§ **Data provided**:
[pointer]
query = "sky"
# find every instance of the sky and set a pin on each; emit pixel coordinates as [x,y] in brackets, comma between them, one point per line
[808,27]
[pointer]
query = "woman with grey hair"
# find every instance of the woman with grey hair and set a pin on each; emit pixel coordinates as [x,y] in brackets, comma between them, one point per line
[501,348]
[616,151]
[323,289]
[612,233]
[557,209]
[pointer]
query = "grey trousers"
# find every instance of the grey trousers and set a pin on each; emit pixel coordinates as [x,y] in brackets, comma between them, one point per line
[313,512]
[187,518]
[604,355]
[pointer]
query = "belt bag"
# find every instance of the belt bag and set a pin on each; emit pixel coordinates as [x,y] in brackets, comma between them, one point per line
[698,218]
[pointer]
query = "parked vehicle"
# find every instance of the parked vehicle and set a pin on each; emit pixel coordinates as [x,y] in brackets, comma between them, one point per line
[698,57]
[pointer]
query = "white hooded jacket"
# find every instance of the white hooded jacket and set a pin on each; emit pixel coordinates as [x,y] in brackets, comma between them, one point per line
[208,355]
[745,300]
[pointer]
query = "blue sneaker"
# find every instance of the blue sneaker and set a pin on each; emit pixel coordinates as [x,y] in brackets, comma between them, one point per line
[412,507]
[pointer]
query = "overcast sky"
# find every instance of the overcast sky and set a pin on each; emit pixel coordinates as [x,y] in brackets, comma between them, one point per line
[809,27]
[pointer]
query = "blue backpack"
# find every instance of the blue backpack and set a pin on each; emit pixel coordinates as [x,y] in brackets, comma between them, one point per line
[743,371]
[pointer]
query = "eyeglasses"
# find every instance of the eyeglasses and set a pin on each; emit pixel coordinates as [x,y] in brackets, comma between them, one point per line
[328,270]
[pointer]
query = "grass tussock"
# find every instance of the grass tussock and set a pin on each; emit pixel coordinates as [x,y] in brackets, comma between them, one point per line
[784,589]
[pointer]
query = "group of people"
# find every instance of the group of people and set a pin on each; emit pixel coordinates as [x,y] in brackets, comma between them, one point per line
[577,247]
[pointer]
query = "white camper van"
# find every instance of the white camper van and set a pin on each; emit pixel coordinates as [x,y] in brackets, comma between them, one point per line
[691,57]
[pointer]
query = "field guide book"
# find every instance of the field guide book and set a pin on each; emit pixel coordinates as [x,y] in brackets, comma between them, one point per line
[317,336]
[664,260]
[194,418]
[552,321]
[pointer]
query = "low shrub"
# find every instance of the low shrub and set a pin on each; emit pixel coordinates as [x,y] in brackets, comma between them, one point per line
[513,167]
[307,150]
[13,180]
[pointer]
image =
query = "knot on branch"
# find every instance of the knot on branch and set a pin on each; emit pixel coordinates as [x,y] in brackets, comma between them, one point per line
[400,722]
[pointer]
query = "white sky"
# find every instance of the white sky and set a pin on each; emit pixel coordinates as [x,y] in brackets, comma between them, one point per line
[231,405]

§ **Task item**: Repeat, word for word, all of the data shown above.

§ **Output for this task**:
[pointer]
query = "sky"
# find every instance of the sky and set a pin on each; emit pixel coordinates as [x,y] in brackets, comma between them, one point per line
[808,27]
[pointer]
query = "woman with grey hair"
# find every instance of the woman with grey hair and set a pin on each; emit pixel coordinates as [x,y] in brackets, comma between them, one point per line
[501,348]
[616,151]
[323,289]
[612,233]
[557,209]
[pointer]
query = "grey trousers"
# find every instance of the grey trousers and set a pin on each; emit pixel coordinates as [x,y] in brackets, comma between them, one point per line
[313,512]
[187,518]
[604,355]
[pointer]
query = "belt bag"
# find every instance of the belt bag and set a pin on each; emit pixel coordinates as [x,y] in brackets, comma between them, one point per line
[698,218]
[pointer]
query = "parked vehicle"
# find every instance of the parked vehicle and set a pin on each; emit pixel coordinates as [x,y] in brackets, comma between them, one point per line
[698,57]
[pointer]
query = "white hooded jacket"
# find every instance of the white hooded jacket and set a pin on each; emit pixel coordinates as [x,y] in brackets, comma between them, one point per line
[208,355]
[745,300]
[pointer]
query = "blue sneaker"
# find every instance of the blue sneaker and set a pin on each; emit pixel coordinates as [x,y] in brackets, comma between them, one point per line
[412,507]
[pointer]
query = "overcast sky"
# find every instance of the overcast sky and set a pin on each; emit pixel coordinates as [x,y] in brackets, comma between them, one point per line
[809,27]
[pointer]
query = "blue backpack"
# find every instance of the blue backpack and set a pin on each; emit pixel coordinates as [x,y] in brackets, comma between them, one point per line
[743,371]
[pointer]
query = "eyeglasses"
# find every instance of the eyeglasses and set a pin on each; emit pixel coordinates as [x,y] in brackets, comma between them, one point per line
[328,270]
[pointer]
query = "grass tussock"
# find every instance of the grass tussock and set a pin on each; emit pixel coordinates as [x,y] in brackets, comma between them, one point per line
[784,589]
[pointer]
query = "group of people"
# find every instance of the group of people and set a pin on each; emit pixel coordinates as [x,y] in brackets, comma between them, one point per line
[577,247]
[pointer]
query = "white camper van"
# find every instance of the white camper van and set a pin on each; emit pixel coordinates as [x,y] in brackets, comma between them, one point per line
[691,57]
[pointer]
query = "field guide book"
# find every instance of the field guide book and set a pin on each; emit pixel coordinates as [x,y] in brackets, comma between them, one point per line
[317,336]
[664,260]
[194,418]
[552,321]
[pointer]
query = "low shrub"
# find every instance of the low shrub and set a pin on each; emit pixel coordinates as [x,y] in brackets, comma between them, one point per line
[513,167]
[307,150]
[13,180]
[pointer]
image =
query = "knot on branch"
# find every instance of the knot on branch and set a pin on each; emit pixel coordinates as [x,y] in brackets, comma between them, one point per line
[400,722]
[pointer]
query = "white sky"
# find every instance of the white sky and set a pin on each; emit pixel coordinates as [x,y] in brackets, comma between them, one point per line
[231,405]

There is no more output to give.